Questions on the material:
1. In the article on Jacob Jones, why did Penelope Holt raise the boy? Answer in one to three sentences.
2. Answer these questions from the article on Jacob Jones:
(a) How many guns did USS Wasp carry?
(b) Where and in what year was Jones born?
(c) At which streets did the Ryves-Holt House stand?
3. Carry on the article about Jacob Jones from its last sentence.

Battle of New Orleans.

Monday, August 23, 2021

Jacob Jones, USN-- Part 1: The Oldest Midshipman and Capture at Tripoli

From the August 14, 2021, Delmarva ""War of 1812 hero, Jacob Jones found a home in the United States Navy" by Michael Morgan.

Master Commandant (a rank in the early U.S. Navy, now called commander) Jacob Nicholas Jones had weathered the storm.  In October 1812, the U.S. and Britain were at war.  He had guided his 18 gun sloop USS Wasp past Cape Henlopen and out into the Atlantic in search of enemy warships.

The Delaware native and resident of Lewes was born near Smyrna, Delaware in 1768.  His mother had died when he was an infant; and his father married Penelope Holt, the granddaughter of Ryves Holt of Lewes.  When he father passed away, Penelope raised the boy in Lewes, where he lived at the Ryves-Holt House at Second and Mulberry streets.

Excerpted records:
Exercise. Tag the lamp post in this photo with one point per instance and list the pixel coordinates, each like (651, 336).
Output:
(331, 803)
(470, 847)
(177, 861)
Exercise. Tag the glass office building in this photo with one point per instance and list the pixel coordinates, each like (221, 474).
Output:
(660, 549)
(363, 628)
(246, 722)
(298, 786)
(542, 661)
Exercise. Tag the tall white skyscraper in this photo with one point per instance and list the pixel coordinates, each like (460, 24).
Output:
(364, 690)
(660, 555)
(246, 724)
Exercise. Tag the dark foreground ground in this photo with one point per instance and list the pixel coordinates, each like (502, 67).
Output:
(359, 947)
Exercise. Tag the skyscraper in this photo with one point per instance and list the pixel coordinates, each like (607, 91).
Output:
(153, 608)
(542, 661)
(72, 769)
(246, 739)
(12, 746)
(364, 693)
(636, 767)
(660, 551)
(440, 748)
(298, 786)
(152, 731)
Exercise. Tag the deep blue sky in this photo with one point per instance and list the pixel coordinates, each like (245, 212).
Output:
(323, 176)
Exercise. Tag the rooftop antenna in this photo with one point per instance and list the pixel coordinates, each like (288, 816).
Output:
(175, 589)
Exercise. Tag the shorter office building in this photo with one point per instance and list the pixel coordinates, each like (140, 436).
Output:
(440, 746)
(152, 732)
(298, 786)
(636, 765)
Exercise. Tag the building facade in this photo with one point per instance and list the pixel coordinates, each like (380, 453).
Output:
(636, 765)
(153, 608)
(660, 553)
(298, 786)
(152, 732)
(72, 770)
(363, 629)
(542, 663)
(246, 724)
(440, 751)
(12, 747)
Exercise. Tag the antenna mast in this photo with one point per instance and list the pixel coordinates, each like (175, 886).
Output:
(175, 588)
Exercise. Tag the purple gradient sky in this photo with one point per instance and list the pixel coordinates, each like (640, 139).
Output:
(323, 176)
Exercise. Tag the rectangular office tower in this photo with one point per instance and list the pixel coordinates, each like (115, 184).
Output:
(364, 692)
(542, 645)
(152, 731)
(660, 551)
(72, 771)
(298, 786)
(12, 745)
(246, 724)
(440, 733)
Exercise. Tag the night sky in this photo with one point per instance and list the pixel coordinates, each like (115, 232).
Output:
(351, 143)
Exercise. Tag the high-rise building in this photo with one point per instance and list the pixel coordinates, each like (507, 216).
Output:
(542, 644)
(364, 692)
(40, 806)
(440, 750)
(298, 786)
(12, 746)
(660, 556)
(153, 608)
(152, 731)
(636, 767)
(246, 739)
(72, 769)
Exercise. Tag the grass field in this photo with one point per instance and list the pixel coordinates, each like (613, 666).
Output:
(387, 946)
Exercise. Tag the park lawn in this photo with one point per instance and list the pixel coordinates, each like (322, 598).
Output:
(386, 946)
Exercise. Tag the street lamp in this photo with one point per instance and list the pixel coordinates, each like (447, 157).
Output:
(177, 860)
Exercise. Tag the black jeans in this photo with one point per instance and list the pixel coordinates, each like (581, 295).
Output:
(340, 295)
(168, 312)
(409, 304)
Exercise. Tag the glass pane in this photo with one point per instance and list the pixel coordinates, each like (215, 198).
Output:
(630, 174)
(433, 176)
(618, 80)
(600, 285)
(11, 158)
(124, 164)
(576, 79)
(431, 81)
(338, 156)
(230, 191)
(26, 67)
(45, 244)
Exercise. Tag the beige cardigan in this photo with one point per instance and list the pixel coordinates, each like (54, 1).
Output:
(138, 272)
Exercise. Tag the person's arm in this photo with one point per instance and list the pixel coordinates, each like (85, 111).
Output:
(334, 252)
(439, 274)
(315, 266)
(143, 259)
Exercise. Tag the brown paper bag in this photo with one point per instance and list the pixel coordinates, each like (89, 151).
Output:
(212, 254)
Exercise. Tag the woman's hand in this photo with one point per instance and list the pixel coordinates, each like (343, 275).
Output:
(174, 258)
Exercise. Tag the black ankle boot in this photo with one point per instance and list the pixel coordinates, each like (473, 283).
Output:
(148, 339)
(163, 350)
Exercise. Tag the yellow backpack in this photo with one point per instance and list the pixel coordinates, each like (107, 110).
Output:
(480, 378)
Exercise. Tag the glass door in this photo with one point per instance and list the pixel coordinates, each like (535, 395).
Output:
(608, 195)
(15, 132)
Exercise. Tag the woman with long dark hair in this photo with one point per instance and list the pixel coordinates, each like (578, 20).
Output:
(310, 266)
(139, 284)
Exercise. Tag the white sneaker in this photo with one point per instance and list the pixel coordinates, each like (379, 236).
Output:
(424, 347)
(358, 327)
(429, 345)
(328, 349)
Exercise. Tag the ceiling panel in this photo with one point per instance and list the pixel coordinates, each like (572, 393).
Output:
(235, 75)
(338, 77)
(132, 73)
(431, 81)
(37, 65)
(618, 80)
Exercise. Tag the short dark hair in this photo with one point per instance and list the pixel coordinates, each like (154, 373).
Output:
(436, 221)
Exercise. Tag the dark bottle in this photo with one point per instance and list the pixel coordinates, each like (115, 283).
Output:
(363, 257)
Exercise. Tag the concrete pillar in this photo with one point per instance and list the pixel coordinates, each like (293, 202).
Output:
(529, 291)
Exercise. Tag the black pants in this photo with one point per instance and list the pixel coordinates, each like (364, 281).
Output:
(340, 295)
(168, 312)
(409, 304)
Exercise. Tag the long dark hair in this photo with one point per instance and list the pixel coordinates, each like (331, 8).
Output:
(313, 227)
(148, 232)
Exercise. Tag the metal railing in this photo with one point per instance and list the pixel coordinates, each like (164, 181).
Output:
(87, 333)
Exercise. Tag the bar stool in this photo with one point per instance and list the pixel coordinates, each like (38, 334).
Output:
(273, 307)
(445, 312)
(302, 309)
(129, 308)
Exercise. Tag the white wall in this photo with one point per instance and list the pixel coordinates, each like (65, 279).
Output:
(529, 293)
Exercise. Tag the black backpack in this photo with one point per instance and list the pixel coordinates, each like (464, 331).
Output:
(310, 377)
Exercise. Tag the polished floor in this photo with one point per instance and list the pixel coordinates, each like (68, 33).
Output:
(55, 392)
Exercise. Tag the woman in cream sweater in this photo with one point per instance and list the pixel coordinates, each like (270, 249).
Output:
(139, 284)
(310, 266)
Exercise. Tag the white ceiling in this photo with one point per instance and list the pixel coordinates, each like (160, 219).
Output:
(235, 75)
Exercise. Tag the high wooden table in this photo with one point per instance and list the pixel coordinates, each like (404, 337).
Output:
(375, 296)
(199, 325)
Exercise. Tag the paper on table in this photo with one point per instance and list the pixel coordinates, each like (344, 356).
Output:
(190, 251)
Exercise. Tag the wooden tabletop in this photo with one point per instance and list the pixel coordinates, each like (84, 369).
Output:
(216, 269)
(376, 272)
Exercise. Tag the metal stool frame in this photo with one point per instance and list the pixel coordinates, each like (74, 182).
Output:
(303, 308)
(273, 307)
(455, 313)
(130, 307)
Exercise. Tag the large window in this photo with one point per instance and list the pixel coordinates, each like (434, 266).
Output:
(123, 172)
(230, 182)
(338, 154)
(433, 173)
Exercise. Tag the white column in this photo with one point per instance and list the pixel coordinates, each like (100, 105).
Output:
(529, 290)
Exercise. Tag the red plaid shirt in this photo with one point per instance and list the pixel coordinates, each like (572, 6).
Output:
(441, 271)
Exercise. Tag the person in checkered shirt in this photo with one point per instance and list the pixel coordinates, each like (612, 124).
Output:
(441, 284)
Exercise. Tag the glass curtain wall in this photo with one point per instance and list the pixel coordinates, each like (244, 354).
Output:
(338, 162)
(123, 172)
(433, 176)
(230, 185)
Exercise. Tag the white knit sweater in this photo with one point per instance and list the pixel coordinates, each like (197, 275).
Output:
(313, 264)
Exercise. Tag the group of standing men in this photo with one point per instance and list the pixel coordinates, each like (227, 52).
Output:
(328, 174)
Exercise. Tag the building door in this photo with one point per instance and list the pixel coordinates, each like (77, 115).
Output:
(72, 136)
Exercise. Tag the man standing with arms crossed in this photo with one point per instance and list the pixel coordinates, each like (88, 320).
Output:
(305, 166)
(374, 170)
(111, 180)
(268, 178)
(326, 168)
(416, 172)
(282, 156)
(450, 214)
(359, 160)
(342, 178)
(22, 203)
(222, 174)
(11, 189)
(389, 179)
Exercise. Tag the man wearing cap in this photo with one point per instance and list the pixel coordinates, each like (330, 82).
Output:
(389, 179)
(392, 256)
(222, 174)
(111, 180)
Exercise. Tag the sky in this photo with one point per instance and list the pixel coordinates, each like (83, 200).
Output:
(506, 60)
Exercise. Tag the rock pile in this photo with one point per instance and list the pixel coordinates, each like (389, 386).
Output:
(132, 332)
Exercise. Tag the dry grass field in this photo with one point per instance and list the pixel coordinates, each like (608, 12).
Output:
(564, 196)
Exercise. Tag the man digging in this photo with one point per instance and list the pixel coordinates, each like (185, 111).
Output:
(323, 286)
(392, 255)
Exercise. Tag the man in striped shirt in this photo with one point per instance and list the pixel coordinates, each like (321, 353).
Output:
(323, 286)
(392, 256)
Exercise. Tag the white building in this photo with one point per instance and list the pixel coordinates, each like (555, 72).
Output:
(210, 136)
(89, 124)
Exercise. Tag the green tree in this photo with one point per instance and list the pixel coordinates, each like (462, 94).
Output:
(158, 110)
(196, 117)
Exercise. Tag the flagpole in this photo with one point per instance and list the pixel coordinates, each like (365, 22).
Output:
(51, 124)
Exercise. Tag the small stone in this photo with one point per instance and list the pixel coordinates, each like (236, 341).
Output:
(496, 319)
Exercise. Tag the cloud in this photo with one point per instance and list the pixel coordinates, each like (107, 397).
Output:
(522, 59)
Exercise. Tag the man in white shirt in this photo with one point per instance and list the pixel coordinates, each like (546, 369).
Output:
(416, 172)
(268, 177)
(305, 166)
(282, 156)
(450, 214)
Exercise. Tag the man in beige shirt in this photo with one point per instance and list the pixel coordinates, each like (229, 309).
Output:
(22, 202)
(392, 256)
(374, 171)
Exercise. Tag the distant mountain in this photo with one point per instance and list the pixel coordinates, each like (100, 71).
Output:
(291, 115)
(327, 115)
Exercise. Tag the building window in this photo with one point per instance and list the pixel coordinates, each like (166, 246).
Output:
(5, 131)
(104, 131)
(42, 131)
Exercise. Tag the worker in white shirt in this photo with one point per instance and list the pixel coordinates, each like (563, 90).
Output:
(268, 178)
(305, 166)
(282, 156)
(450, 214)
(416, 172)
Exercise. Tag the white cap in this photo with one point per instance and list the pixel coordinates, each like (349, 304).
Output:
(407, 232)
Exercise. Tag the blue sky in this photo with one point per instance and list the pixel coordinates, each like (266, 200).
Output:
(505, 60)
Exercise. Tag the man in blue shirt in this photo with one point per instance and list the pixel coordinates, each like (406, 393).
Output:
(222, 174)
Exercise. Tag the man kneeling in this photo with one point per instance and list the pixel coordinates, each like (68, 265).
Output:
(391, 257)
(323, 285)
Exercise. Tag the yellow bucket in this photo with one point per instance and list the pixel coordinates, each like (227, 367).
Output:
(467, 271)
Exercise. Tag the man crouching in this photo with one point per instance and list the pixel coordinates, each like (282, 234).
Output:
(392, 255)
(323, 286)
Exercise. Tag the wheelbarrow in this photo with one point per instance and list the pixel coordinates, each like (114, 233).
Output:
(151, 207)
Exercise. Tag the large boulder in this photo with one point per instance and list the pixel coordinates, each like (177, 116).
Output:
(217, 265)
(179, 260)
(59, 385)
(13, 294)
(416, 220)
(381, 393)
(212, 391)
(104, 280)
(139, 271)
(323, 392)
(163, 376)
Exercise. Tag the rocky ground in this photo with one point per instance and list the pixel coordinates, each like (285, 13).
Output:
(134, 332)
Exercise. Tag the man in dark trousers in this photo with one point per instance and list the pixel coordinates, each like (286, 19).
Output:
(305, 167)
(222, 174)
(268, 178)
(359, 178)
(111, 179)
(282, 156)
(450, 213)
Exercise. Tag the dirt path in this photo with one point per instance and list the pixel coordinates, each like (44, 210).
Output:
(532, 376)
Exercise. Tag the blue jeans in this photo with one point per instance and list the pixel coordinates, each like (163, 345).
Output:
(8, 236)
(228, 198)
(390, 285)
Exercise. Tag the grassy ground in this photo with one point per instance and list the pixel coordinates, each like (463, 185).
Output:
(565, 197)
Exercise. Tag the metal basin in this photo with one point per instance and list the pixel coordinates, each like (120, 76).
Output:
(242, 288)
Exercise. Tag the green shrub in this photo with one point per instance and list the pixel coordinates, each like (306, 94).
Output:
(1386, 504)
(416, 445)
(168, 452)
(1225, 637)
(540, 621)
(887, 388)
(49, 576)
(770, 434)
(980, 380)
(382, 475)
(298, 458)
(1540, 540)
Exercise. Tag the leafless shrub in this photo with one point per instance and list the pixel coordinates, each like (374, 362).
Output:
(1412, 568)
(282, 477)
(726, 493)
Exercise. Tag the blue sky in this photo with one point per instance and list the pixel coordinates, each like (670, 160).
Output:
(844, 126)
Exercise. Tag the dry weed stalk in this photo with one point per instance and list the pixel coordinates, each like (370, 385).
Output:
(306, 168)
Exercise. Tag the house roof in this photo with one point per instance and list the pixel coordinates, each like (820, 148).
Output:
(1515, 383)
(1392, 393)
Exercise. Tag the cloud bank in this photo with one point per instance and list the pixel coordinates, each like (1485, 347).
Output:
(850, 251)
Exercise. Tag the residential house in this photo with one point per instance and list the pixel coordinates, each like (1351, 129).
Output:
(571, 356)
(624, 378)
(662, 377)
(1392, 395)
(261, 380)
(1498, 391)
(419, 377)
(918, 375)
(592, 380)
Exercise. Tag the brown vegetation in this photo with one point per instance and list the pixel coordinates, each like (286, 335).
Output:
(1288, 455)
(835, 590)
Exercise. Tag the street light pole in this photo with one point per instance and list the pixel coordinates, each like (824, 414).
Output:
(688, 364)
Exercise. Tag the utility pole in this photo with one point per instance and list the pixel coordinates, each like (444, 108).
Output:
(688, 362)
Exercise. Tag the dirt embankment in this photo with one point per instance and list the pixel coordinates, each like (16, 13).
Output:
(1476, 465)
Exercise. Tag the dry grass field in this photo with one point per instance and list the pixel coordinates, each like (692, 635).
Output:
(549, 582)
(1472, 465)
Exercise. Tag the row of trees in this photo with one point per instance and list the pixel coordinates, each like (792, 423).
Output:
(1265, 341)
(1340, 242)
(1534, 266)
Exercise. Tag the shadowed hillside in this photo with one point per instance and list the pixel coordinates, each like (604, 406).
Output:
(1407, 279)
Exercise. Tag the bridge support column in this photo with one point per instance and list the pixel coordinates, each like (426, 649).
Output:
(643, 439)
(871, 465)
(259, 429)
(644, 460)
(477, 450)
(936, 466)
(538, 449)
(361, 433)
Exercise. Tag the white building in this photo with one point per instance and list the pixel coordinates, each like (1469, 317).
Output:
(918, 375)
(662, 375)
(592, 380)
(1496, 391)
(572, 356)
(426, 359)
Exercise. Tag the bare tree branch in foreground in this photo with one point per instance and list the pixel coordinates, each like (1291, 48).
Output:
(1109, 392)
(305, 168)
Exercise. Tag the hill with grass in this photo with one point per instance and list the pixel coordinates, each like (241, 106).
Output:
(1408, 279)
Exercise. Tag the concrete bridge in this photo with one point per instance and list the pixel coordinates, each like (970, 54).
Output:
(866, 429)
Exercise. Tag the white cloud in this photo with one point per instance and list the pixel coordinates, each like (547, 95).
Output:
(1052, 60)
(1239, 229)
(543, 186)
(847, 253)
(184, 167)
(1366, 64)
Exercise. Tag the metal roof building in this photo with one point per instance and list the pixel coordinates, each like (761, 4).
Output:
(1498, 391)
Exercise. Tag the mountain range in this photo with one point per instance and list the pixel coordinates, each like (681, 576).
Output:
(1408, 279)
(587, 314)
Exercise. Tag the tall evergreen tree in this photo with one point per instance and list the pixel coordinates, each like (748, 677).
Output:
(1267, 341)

Exercise responses:
1. Jones's mother died when he was an infant, and his father then married Penelope Holt. When his father died, Penelope raised the boy in Lewes.

2.
(a) 18
(b) Near Smyrna, Delaware, in 1768
(c) Second and Mulberry streets

3.
After he completed his elementary education in Lewes, Jones studied medicine and hung out his shingle as a doctor; but had few patients.  He considered a legal career, worked as a store keeper and took up farming.  But nothing seemed to satisfy him.

In 1799, ate the age of 31, Jones joined the fledgling U.S. Navy as one of the service's oldest midshipmen.  (Midshipmen were usually in their early to mid teens).

In 1803, Jacob Jones was now a lieutenant and on board the frigate USS Philadelphia, when the ship ran aground in the harbor of Tripoli in what is now Libya.  The American crew was captured and imprisoned  for twenty months.